◆ **RECORDS TO USE**:
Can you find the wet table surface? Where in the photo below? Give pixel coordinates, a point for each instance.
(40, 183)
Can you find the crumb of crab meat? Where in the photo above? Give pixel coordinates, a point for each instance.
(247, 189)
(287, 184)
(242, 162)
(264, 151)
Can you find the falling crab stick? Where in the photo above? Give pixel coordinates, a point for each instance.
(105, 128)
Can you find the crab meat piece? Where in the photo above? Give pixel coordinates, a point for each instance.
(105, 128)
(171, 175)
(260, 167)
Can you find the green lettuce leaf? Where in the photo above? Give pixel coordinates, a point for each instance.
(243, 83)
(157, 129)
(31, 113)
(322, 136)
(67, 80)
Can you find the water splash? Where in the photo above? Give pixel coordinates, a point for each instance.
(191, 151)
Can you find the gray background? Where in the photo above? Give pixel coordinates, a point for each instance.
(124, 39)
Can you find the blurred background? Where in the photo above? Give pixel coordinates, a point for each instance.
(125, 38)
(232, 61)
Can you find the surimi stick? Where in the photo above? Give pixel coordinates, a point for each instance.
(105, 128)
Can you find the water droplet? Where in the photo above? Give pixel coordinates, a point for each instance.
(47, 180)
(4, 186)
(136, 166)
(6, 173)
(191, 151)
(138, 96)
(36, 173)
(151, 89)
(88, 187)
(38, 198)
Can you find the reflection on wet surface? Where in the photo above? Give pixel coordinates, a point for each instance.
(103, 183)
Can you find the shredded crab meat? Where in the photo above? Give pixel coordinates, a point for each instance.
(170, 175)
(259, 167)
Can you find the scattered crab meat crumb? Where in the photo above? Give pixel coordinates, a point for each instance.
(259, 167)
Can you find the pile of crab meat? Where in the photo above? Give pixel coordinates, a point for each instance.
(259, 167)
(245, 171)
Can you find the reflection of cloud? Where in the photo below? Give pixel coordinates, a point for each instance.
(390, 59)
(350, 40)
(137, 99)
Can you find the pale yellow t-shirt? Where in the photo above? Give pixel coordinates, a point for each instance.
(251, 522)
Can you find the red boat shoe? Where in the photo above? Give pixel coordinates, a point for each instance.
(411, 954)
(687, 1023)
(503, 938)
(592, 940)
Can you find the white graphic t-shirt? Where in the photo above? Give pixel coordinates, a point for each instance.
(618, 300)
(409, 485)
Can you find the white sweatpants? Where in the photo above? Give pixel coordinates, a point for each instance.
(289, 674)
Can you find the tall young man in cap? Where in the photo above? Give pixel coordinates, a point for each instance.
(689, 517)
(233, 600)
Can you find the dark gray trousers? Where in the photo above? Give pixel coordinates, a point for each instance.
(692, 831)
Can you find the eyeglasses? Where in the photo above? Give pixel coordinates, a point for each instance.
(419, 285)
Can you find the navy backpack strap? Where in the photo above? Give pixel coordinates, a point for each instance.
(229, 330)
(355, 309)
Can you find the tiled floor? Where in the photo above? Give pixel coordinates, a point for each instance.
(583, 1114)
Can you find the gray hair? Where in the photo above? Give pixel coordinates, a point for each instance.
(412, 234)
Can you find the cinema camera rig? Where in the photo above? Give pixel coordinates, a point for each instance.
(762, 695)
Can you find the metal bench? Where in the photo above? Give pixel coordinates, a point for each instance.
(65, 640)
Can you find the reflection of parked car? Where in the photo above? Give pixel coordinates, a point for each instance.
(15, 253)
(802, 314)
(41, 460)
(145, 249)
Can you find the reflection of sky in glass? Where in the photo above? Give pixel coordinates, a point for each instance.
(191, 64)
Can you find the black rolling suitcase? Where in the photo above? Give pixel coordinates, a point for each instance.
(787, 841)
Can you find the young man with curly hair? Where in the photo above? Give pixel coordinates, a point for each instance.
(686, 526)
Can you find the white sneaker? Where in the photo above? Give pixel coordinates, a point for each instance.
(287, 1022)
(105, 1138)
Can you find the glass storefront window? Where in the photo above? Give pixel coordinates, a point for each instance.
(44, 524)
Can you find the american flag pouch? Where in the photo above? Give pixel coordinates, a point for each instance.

◆ **WHAT YOU ARE ASKED TO DO**:
Each line in the listing above is to be returned unchanged.

◆ **TASK ANSWER**:
Can you find the wet table surface? Where in the photo below? Give pixel coordinates, a point for each instance.
(40, 183)
Can you find the crumb of crab meat? Where in the photo above? Give pixel coordinates, a point for each instance.
(247, 189)
(287, 184)
(242, 162)
(264, 151)
Can you find the falling crab stick? Where in the photo above? Give pixel coordinates, a point for each instance.
(105, 128)
Can you find the crab meat piece? Where in the photo above? Give pixel coordinates, a point for each instance.
(105, 128)
(171, 175)
(260, 167)
Can you find the green lettuce leaf? Where in the photo above? Give pixel coordinates, a point for each instance.
(243, 83)
(157, 129)
(31, 113)
(322, 136)
(67, 80)
Can you find the water splash? Where in the photo above? Give pixel coordinates, a point for each instance.
(191, 151)
Can you find the gray background? Where in the photo above? Give pixel coordinates, a point for each instance.
(124, 39)
Can you find the blurred background? Where in the photo above? Give pixel coordinates, a point for each instance.
(125, 38)
(232, 61)
Can you find the surimi stick? Where in the photo above? Give pixel coordinates, a point for each instance.
(105, 128)
Can you find the water droplet? Where in the photo above? Give pixel coordinates, a point for each instance.
(47, 180)
(4, 186)
(136, 166)
(6, 173)
(191, 151)
(138, 96)
(36, 173)
(151, 89)
(88, 187)
(38, 198)
Can you find the reflection on wet surface? Where in the photo above? Give pixel coordinates, a point for each instance.
(103, 183)
Can you find the shredded crab meat? Where in the photo above? Give pixel coordinates, a point for each instance.
(170, 175)
(259, 167)
Can you find the scattered crab meat crumb? Where in the photo above? Give pixel coordinates, a point for each instance.
(259, 167)
Can you find the pile of crab meat? Where in the photo above? Give pixel coordinates, a point for each instance.
(259, 167)
(245, 171)
Can you find the reflection of cloud? Where in the photo below? Give pixel coordinates, a point for each instance.
(390, 59)
(350, 40)
(137, 99)
Can you find the pale yellow t-shirt? Where in the photo above? Give pixel coordinates, a point for each instance.
(251, 522)
Can you find the red boat shoe? Where in the photo above? Give pixel coordinates, a point for each instance.
(411, 954)
(687, 1023)
(503, 938)
(592, 940)
Can you find the white graphic t-shirt? Where in the photo above? Give pixel coordinates, a point for each instance.
(618, 300)
(409, 485)
Can you find the white sweatpants? Where in the photo above? Give pixel coordinates, a point for each instance.
(289, 674)
Can you find the tall young man in cap? Where in the photo above? Give pixel coordinates, a point for each instance.
(689, 517)
(233, 600)
Can you find the dark gray trousers? Where in the photo above? Give pixel coordinates, a point for each instance.
(692, 831)
Can you find the eyeglasses? Where in the photo above? Give pixel coordinates, a point for each instance.
(419, 285)
Can you find the navy backpack strap? Where in the photo above? Give pixel coordinates, a point for each instance.
(229, 330)
(355, 309)
Can you find the tiled floor? Where in the photo above? Give pixel coordinates, a point for each instance.
(583, 1114)
Can you find the gray hair? Where in the photo above? Give pixel coordinates, a point for each instance.
(412, 234)
Can you find the cinema camera rig? Where in the photo above? Give pixel coordinates, a point for each instance.
(762, 695)
Can you find the metal bench? Where in the photo above? Give pixel coordinates, a point for each instance.
(65, 640)
Can you find the reflection of parked car? Where in the photo above? Give pixel coordinates, a point for each instance.
(15, 253)
(802, 314)
(41, 460)
(145, 249)
Can you find the reflection of sky in glass? Where in the photo above? Give pixel coordinates, a point for each instance.
(191, 64)
Can you find the black rolling suitcase? Where in the photo above? Give pixel coordinates, a point for each instance.
(787, 841)
Can you find the young man with curly hair? Where in the photo above? Give pixel coordinates, a point for each instance.
(686, 526)
Can you find the white sneaker? Where in the photo above? Give pixel coordinates, a point for each instance.
(287, 1022)
(105, 1138)
Can you find the glass storefront window? Where in the photo above? Give pixel coordinates, a point for each instance.
(44, 524)
Can you find the american flag pouch? Where in the photo above? Give pixel coordinates, a point for each instance.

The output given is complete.